* Selected excerpt
[start]

Tallahassee's days may be ending as Halifax re-examines its Confederate links
Legendary navigational feat on Eastern Passage sparks modern debate about 'who's worthy of heroization'
A school and a festival in the Halifax Regional Municipality are considering changing names that link them to a Confederate ship that famously found safe harbour in the city during the U.S. Civil War.
The iron-sided steamer Tallahassee launched a raid against Union ships in the summer of 1864 and wrecked about 29 vessels before breaking its mast and running out of coal. In August, it sailed into Halifax harbour, which in the years before Canadian Confederation was a neutral British port.
Greg Marquis is a professor of Canadian history at the University of New Brunswick and the author of In Armageddon's Shadow: The Civil War and Canada's Maritime Provinces. In his book, he writes that the Halifax Volunteer Band sailed out to play Dixie and Bonnie Blue Flag for the Tallahassee's 120-man crew.
On shore, the Halifax Journal urged its readers to remember "the treatment of defenceless Southern women and children by Yankee ruffians" while Halifax's Sun newspaper dismissed the Confederates as "thieves, felons and freebooters."
Many Maritimers fought for the North
Marquis said his research found Halifax's elite citizens tended to support the South, while many others supported the North. "The people who fought for the Union far outnumbered anyone who fought for the Confederacy," Marquis told CBC News.
For example, Black Nova Scotian Ben Jackson left his village, Lockhartville, N.S., to fight for the North.
Maritime sympathy for the Southern cause was so well-known that just a few weeks before the Tallahassee arrived, a Union border guard in Maine shot and killed a young New Brunswick mill worker who walked too close to the border. The guard feared he was a Southern sympathizer about to raid the North.
After arriving in Halifax, the Tallahassee refueled, got a new mast and prepared to return to the Confederacy. But rumour was Union ships lurked at the harbour mouth, waiting to sink the Tallahassee once it left port. They decided to navigate the small, dangerous Eastern Passage.

[end]

Dataset entries

[start]

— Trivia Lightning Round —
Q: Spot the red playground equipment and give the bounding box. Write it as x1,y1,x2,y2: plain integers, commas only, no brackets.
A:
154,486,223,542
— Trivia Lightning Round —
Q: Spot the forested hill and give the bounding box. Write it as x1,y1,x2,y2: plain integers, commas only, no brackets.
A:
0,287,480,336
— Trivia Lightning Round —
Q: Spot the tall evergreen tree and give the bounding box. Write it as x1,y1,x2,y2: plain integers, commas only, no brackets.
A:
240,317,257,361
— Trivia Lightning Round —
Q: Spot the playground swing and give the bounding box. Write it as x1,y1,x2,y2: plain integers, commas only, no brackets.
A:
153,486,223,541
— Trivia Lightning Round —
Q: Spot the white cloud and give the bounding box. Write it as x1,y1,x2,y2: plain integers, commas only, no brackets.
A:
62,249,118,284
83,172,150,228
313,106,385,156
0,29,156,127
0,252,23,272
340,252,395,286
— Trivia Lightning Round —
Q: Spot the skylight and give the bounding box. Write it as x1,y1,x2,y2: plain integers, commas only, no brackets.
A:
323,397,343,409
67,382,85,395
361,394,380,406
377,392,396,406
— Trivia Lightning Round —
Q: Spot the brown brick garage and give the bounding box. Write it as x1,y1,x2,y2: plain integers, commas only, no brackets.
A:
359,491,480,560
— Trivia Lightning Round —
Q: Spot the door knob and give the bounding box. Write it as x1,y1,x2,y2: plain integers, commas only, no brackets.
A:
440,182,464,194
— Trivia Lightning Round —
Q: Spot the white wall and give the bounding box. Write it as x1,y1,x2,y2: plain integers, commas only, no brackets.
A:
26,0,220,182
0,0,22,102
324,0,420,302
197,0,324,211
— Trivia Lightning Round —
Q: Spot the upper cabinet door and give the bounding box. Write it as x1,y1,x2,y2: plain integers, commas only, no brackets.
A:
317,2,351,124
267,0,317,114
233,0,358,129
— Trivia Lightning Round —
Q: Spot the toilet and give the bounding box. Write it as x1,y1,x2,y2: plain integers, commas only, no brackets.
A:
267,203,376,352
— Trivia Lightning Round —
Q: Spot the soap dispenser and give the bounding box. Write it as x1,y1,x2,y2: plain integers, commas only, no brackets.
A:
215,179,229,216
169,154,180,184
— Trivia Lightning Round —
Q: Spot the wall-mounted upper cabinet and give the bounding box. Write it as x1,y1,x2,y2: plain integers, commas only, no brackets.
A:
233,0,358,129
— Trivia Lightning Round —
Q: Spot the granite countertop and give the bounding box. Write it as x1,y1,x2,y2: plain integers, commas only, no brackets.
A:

[end]

* What needs to be done
In the article above about the Confederate ship Tallahassee, which route did the crew decide to take out of Halifax to avoid the Union ships rumored to be waiting?

* Task response
The small, dangerous Eastern Passage.